Stored data entries:
################
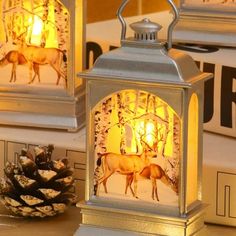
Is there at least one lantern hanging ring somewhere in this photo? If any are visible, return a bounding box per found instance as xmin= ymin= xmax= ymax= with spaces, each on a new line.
xmin=117 ymin=0 xmax=179 ymax=49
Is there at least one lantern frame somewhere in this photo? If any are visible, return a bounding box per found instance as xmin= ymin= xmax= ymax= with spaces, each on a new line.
xmin=76 ymin=1 xmax=212 ymax=236
xmin=0 ymin=0 xmax=85 ymax=131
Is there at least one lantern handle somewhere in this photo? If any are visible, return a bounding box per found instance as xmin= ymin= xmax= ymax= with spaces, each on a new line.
xmin=117 ymin=0 xmax=179 ymax=49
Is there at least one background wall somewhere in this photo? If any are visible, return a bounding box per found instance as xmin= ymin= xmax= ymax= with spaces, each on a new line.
xmin=87 ymin=0 xmax=178 ymax=23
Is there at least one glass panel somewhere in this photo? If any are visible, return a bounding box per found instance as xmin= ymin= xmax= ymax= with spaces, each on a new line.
xmin=187 ymin=94 xmax=199 ymax=205
xmin=0 ymin=0 xmax=69 ymax=95
xmin=93 ymin=90 xmax=180 ymax=206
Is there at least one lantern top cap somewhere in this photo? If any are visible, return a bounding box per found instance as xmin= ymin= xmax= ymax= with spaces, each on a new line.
xmin=130 ymin=18 xmax=162 ymax=42
xmin=117 ymin=0 xmax=179 ymax=49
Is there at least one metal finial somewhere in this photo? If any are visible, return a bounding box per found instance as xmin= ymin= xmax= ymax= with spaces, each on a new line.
xmin=117 ymin=0 xmax=179 ymax=49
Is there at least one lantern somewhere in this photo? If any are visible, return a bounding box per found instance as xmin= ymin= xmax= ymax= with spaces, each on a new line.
xmin=0 ymin=0 xmax=85 ymax=130
xmin=76 ymin=0 xmax=211 ymax=236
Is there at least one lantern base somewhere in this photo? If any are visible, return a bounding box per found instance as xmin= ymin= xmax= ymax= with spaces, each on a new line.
xmin=75 ymin=204 xmax=205 ymax=236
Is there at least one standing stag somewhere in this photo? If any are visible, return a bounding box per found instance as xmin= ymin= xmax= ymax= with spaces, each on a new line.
xmin=16 ymin=34 xmax=67 ymax=85
xmin=0 ymin=50 xmax=40 ymax=82
xmin=125 ymin=164 xmax=178 ymax=201
xmin=94 ymin=149 xmax=156 ymax=198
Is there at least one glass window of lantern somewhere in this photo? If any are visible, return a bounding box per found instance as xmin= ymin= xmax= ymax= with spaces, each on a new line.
xmin=93 ymin=90 xmax=181 ymax=206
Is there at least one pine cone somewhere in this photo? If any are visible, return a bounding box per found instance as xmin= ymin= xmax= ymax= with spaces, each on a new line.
xmin=0 ymin=145 xmax=76 ymax=217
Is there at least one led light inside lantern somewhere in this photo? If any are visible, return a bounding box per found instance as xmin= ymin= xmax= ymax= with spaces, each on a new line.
xmin=0 ymin=0 xmax=85 ymax=130
xmin=76 ymin=0 xmax=212 ymax=236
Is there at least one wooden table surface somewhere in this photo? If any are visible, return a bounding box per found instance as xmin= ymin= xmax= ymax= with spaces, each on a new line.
xmin=0 ymin=206 xmax=236 ymax=236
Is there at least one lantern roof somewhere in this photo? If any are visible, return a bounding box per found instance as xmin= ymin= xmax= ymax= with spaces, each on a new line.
xmin=81 ymin=1 xmax=211 ymax=87
xmin=81 ymin=39 xmax=211 ymax=87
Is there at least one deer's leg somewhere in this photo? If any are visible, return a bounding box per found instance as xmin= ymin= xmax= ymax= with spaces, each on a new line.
xmin=133 ymin=173 xmax=138 ymax=198
xmin=9 ymin=63 xmax=15 ymax=82
xmin=98 ymin=172 xmax=114 ymax=193
xmin=32 ymin=63 xmax=40 ymax=83
xmin=125 ymin=175 xmax=135 ymax=197
xmin=28 ymin=62 xmax=35 ymax=84
xmin=151 ymin=178 xmax=159 ymax=201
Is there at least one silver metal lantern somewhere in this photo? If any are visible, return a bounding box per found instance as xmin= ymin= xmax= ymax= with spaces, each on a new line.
xmin=76 ymin=0 xmax=211 ymax=236
xmin=0 ymin=0 xmax=85 ymax=130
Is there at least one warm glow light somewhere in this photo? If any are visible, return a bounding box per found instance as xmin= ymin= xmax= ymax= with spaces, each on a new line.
xmin=32 ymin=16 xmax=43 ymax=36
xmin=28 ymin=16 xmax=43 ymax=46
xmin=146 ymin=122 xmax=155 ymax=145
################
WHAT THE TASK REQUIRES: Collect every line of the material above that contains the string "metal". Case counts, so match capital and lowercase letters exactly.

TASK ANSWER:
Is there at least one metal finial somewhere in this photo? If any are visible, return a bounding box per found instance as xmin= ymin= xmax= ymax= with spaces, each on a new line.
Is there at least one silver metal lantern somewhere in this photo? If any are visible, return a bounding box per found instance as xmin= ymin= xmax= ymax= with spaces, each on a new line.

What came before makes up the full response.